TEXT EXTRACT ::
Eye of the Hunter is the debut solo album by Brendan Perry, previously the male half of the band Dead Can Dance. The album was released by 4AD on 4 October 1999 in the UK and a day later in the US.

Overview
The album's title is found in the lyrics of the album's first single "Voyage of Bran", wherein a character called Brendan says: "I live by the river where the old gods still dream of inner communion with the open sea / Through the eye of a hunter in search of a prey, neither beast nor human in my philosophy."

The song "Sloth" first appeared during concerts with Dead Can Dance and appears on the band's 2001 box set Dead Can Dance (1981–1998). "I Must Have Been Blind" is a cover of a Tim Buckley song, from his 1970 album Blue Afternoon. Perry later covered another song by Buckley, "Dream Letter," which was released the following year on the tribute album Sing a Song for You.

Reception

Critical reception to the album was generally positive.

Track listing

Note: The title "Voyage of Bran" refers to Irish story The Voyage of Bran, and "Medusa" to the mythological Medusa.

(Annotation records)
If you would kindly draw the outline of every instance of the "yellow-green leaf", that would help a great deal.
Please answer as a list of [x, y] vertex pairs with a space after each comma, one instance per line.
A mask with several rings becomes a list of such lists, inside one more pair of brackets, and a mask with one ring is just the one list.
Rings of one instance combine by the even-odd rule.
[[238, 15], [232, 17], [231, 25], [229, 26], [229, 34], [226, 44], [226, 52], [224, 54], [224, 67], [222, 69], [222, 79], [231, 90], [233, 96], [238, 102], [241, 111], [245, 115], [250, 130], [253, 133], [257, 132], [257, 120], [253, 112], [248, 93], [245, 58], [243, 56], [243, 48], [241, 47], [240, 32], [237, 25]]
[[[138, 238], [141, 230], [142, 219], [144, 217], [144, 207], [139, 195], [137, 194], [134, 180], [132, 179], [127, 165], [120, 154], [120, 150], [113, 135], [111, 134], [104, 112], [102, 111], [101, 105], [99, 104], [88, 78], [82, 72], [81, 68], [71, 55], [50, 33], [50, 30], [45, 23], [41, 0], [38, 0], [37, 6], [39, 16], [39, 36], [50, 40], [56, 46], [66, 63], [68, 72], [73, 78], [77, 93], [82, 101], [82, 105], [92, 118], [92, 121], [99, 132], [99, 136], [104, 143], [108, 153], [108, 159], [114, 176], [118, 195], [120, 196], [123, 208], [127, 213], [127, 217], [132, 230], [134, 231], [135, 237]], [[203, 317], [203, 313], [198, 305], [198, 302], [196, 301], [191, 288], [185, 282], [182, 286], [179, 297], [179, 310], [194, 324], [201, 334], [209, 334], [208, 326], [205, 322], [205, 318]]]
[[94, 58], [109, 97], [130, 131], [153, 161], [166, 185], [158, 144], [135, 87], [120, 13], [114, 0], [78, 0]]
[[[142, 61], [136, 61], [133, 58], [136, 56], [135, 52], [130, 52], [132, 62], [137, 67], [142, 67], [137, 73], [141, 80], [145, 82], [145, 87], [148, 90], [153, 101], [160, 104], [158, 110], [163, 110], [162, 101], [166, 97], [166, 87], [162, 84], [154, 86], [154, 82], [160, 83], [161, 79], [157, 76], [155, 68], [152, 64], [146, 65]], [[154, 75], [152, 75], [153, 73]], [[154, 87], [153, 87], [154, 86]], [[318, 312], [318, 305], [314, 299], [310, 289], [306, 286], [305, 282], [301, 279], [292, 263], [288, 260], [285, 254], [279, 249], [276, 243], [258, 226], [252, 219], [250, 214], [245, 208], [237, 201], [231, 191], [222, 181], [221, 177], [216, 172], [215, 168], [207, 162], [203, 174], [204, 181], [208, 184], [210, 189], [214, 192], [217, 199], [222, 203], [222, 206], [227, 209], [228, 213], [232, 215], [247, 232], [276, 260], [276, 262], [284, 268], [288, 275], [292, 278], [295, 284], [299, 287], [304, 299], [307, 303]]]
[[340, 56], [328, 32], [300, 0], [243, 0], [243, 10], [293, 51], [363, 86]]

DIRECTIONS ::
1 – From the Eye of the Hunter album article, list every song title it names.
2 – Extend the Eye of the Hunter album article past its final sentence.

RESPONSES TO THE EXERCISE ::
1 – "Voyage of Bran", "Sloth", "I Must Have Been Blind", "Dream Letter", "Medusa"

2 –
Personnel
Musical
Brendan Perry – vocals, 12-string guitar, electric guitar, mandolin, keyboards
with
Glen Garrett – electric bass guitar, upright bass guitar
Liam Bradley – drums
Martin Quinn – pedal steel guitar
Michael Brunnock – backing vocals on "Saturday's Child"

Technical
Mastered by Walter Coelho at Masterpiece

Graphical
Art direction by Brendan Perry
Design by Chris Bigg
Back cover photograph by Dennis Di Cicco
Textures by v23 (Vaughan Oliver)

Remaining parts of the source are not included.